### To be done
#1 In the blog post on dating and heartbreak, list everything the paragraph beginning "In story and song" says the young man is talking about or planning.
#2 Resume the blog post on dating and heartbreak from its final sentence.

* BEGIN Extracted text *

Saturday, March 14, 2009

Tearing his heaven all to hell

"We started out as friends, and we were great friends, and then we thought we'd try dating, and now this!!!!!!!," the tall young lady was saying. Dating and romantic problems are right up my alley, all grist for my mill, if you will, because, you see, I used to be a country DJ. So, I've heard so many scenarios, heard the keening of so many hearts. I've heard a guy call in for a dedication to his sweetheart, his lover of many years, the temple within which he had built the altar of his love, upon which he hoisted his inamorata. He wanted to hear "Your Cheatin' Heart."

She's young, maybe 19 or 20, I guess, and I only know her casually, but she seemed to share all this, and I was glad to listen. She is such a sweet girl, and I want to help, if only by listening. Listening costs nothing, and who knows? Now and again, you might just be able to toss an insight, a little shared experience out there, that might help. I hope so. One thing I have learned in such situations is, no matter how clear-cut the proper steps might be to someone who has strutted down life's hallways three times as long as the other person, you just don't want to say,"Here's what you ought to do." It's a better learning and sharing experience when the approach is more like,"You know, I know someone who went through this one time, and here's what (s)he found was a pretty good way to handle it..."

That was the drill. They were friends, and he had this big idea to date, and they had been dating for six months or so, and now he really has it bad.
In story and song, he's rapturously saluting the day in history on which they met, he's talking about the kids they will have, he's planning weddings, honeymoons, furniture for the cozy little love nest they will soon inhabit. He is over-the-moon-in love.

And she is not.


And she feels horrible about it, and has been postponing the inevitable for some time, while she figures out a way to put the guy wise. A gentle way, a poetic way, a way that will restore the happy giddy go-to-the-movies together kind of friendship they once enjoyed and shall again.

Buddy Holly
lyric time:
When you love her and she doesn't love you
You're only learning the game

When she says that you're the only one she'll ever love
Then you find that you are not the one she's thinking of

Feeling so sad and you're all alone and blue
That's when you're learning the game


So everyone goes through it, this thing called Learning the Game. Sinatra called it Learnin' the Blues...ring-a-ding-ding, baby. We've all been through it, or should have been - everyone's been the dumpee; everyone's been the dumper (sometimes without even knowing it!)

* END Extracted text *
* BEGIN Stored rows *

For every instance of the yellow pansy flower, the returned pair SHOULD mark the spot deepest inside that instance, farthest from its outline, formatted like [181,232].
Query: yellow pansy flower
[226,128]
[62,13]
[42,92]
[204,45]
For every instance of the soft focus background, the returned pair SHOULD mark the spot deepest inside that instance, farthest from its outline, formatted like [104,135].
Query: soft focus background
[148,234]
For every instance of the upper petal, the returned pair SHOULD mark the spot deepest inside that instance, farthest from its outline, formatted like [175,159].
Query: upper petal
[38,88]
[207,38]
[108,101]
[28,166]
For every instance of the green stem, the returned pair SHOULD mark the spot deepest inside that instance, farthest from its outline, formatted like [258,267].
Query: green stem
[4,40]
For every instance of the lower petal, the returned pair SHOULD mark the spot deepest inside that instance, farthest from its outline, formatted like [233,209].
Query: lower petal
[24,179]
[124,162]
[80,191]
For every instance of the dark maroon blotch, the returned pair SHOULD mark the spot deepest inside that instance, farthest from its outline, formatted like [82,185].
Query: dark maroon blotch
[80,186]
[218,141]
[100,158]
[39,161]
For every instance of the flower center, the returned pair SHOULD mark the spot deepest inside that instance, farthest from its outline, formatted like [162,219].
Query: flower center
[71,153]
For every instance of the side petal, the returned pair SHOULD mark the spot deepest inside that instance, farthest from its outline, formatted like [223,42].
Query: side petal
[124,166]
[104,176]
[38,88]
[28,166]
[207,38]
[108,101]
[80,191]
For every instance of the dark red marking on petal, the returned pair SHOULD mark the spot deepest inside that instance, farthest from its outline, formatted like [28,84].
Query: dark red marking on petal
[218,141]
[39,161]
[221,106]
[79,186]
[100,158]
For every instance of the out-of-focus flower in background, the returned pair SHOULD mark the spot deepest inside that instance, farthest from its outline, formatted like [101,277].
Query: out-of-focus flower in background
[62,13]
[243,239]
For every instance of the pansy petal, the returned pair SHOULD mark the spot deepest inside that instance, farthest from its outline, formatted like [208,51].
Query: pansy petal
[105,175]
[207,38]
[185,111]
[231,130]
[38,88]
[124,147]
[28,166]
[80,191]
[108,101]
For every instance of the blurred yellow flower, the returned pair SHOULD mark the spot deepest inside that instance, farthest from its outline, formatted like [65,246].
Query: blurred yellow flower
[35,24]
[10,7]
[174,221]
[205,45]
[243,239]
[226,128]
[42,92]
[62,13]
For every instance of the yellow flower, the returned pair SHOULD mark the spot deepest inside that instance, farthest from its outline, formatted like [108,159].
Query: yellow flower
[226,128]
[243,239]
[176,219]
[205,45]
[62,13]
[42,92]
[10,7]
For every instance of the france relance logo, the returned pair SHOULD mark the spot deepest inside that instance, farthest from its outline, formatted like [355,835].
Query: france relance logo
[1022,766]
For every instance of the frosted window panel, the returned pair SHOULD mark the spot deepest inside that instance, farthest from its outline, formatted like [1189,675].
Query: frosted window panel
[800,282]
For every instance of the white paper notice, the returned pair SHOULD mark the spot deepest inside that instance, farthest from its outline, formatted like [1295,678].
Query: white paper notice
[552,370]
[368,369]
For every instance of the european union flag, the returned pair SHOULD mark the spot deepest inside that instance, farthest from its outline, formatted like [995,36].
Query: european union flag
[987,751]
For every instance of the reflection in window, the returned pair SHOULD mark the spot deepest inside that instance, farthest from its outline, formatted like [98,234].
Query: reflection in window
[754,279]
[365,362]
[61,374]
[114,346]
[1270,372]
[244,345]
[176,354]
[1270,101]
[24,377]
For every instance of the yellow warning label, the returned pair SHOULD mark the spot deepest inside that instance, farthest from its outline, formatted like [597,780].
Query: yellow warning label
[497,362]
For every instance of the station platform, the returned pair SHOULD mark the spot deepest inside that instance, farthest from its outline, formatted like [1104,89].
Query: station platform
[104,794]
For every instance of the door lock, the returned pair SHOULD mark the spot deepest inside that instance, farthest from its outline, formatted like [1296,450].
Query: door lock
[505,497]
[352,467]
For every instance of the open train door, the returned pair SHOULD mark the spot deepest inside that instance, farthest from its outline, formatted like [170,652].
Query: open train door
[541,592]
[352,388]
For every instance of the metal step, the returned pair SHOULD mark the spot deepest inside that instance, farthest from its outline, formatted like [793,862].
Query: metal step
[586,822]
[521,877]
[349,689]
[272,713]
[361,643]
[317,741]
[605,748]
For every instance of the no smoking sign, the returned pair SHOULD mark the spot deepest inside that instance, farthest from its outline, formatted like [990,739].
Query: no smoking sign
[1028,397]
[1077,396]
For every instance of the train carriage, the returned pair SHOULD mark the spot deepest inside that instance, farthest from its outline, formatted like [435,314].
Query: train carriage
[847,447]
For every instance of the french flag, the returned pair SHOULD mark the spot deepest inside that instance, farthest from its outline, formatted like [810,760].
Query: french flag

* END Stored rows *

### Results of the tasks
#1
- The kids they will have
- Weddings
- Honeymoons
- Furniture for the cozy little love nest they will soon inhabit

#2
My thought was to tell her NOT to go to cliches about how "we can still be friends - great friends! - better than ever, because now the mystery of what it would have been like if we had dated is not hanging over us." He doesn't want to hear that.


Ditto for "It's not you, it's me." (Of course, a grammatically-conscious dumper would say "it's not you, it's I" and then the dumpee would be all "What?" "Who?")

And of course, let's rule out,"At least we tried, and it just didn't work out. Sorry!"

I told her of a friend who handled this by leaving the "you" and "me" out of it entirely, and just pointed out that "we" tried and the levels of attraction just didn't match up.

I hope it works out, for the sake of both of them. Again, she is a very nice young lady, and for the life of her, she does not want to hurt the guy, which is so admirable! It tears me up to see the pain she's in. Twenty, thirty years from now, their eyes might meet in some mall or muffineria or in the big state-operated recharging station where everyone has to go once a month or so for fifteen minutes to recharge their long-range electric cars. This happens all the time, and it's nice when people - such as she is doing - handle it with sensitivity and kindness.

Let's hope they both realize they were important steps for each other in the way of building stronger hearts, not breaking them.

If you've been there, you know what I mean. If you haven't, remember, " 'tis better to have loved and lost than never to have loved at all." Alfred, Lord Tennyson
, 1850.

Or, "I'd rather love and lose you than never know your love at all." Charley
Pride, 1971.

I tell you this, there is no problem on this earth yet to be discussed by either old-school country music or The Simpsons
!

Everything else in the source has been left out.